Set down the material once more, exactly as it appears.

[Region annotation items]
|---|

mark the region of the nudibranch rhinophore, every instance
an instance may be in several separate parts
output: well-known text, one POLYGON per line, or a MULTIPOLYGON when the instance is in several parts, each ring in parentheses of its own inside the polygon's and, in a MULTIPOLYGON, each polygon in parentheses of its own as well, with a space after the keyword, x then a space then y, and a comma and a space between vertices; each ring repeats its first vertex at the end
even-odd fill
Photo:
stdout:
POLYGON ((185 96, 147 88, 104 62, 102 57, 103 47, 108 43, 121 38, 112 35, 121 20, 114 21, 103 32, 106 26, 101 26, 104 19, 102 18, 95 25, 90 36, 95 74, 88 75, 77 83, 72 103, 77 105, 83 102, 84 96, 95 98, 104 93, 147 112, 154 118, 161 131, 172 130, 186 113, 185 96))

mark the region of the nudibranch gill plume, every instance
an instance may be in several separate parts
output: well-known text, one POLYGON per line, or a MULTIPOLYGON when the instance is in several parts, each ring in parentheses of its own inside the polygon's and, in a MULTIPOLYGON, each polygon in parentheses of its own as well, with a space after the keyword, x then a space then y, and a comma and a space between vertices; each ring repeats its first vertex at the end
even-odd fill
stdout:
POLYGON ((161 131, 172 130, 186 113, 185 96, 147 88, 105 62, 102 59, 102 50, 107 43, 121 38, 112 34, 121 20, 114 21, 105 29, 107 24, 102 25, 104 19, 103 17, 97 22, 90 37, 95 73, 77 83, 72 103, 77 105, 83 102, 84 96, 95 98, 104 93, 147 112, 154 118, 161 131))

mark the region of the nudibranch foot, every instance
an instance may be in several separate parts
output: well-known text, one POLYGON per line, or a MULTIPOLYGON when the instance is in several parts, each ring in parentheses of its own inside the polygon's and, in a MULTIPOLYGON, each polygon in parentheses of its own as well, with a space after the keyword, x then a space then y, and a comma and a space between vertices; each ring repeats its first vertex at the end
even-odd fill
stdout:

|---|

SOLUTION TO THIS TASK:
mark the region of the nudibranch rhinophore, every instance
an instance may be in several separate parts
output: well-known text, one POLYGON per line, or a MULTIPOLYGON when the instance is in several parts, each ring in parentheses of its own inside the polygon's and, in a MULTIPOLYGON, each polygon in parentheses of its own as well, with a space after the keyword, x then a space then y, and a comma and a space between vertices; each ring repeats its first vertex at the end
even-odd fill
Photo:
stdout:
POLYGON ((185 96, 147 88, 104 62, 102 57, 103 47, 108 43, 121 38, 112 35, 121 20, 114 21, 103 32, 106 26, 101 26, 104 19, 102 18, 95 25, 90 36, 95 74, 88 75, 77 83, 72 103, 77 105, 83 102, 84 96, 95 98, 104 93, 147 112, 154 118, 161 131, 172 130, 186 113, 185 96))

mark the region of the nudibranch gill plume, every instance
an instance may be in several separate parts
output: well-known text, one POLYGON per line, or a MULTIPOLYGON when the instance is in several parts, each ring in parentheses of its own inside the polygon's and, in a MULTIPOLYGON, each polygon in parentheses of its own as well, with a space after the keyword, x then a space then y, and a comma and a space between vertices; each ring repeats its first vertex at the end
even-odd fill
stdout:
POLYGON ((161 131, 172 130, 186 113, 185 96, 147 88, 105 62, 102 59, 102 50, 107 43, 121 38, 112 34, 121 20, 114 21, 105 29, 107 24, 102 25, 104 19, 103 17, 97 22, 90 37, 95 73, 77 83, 72 103, 77 105, 83 102, 84 96, 95 98, 104 93, 147 112, 154 118, 161 131))

mark the region of the nudibranch foot, every instance
an instance may be in several separate parts
output: well-known text, one POLYGON per line, or a MULTIPOLYGON when the instance is in several parts, each ring in parentheses of its own inside the polygon's and, in a MULTIPOLYGON, each polygon in parentheses of its own as well, with a space after the keyword, x then a space then y, and a comma and a space between vertices; each ring repeats its first vertex at the end
even-odd fill
stdout:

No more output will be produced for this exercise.